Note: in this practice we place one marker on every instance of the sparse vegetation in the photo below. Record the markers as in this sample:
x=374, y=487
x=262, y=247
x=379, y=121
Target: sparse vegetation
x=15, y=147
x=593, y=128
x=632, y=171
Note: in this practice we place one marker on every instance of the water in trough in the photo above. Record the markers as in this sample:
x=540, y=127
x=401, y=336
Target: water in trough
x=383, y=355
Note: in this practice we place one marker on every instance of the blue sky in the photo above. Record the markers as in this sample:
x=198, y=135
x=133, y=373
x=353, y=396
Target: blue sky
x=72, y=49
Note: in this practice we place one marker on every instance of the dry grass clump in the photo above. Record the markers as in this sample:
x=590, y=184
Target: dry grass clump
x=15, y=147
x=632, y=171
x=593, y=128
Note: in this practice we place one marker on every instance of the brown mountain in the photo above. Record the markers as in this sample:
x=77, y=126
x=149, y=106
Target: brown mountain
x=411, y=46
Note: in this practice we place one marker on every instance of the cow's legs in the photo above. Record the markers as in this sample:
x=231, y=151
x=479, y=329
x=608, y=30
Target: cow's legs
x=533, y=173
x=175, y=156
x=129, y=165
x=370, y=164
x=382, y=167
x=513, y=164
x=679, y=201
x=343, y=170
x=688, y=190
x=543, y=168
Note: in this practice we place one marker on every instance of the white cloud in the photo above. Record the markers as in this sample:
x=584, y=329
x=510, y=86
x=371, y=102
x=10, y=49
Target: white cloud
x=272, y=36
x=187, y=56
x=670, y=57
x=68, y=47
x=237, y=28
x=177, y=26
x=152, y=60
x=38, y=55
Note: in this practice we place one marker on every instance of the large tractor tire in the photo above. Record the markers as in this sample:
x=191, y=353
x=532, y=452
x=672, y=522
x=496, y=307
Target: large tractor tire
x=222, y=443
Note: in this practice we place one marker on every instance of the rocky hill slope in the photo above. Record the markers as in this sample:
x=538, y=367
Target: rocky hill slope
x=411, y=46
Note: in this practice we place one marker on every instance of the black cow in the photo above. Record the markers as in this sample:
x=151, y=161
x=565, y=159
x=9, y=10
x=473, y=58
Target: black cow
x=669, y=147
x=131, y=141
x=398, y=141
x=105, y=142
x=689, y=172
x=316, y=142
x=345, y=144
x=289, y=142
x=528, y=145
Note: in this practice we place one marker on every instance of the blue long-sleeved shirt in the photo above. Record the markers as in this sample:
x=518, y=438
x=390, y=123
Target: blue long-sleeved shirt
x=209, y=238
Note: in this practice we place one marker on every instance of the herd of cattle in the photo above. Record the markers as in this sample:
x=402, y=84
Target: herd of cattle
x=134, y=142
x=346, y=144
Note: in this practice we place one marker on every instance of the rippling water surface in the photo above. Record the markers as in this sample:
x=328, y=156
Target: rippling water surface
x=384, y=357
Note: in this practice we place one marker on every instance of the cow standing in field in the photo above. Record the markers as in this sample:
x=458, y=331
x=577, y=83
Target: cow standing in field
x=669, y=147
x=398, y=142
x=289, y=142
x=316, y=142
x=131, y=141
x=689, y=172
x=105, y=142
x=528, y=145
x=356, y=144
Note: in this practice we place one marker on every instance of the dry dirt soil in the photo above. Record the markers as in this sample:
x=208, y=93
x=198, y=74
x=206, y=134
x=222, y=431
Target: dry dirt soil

────

What to work on: Write the "x=198, y=74" line and all later lines exactly. Stop at the end of the data.

Problem solution:
x=198, y=74
x=206, y=134
x=222, y=431
Target: dry dirt soil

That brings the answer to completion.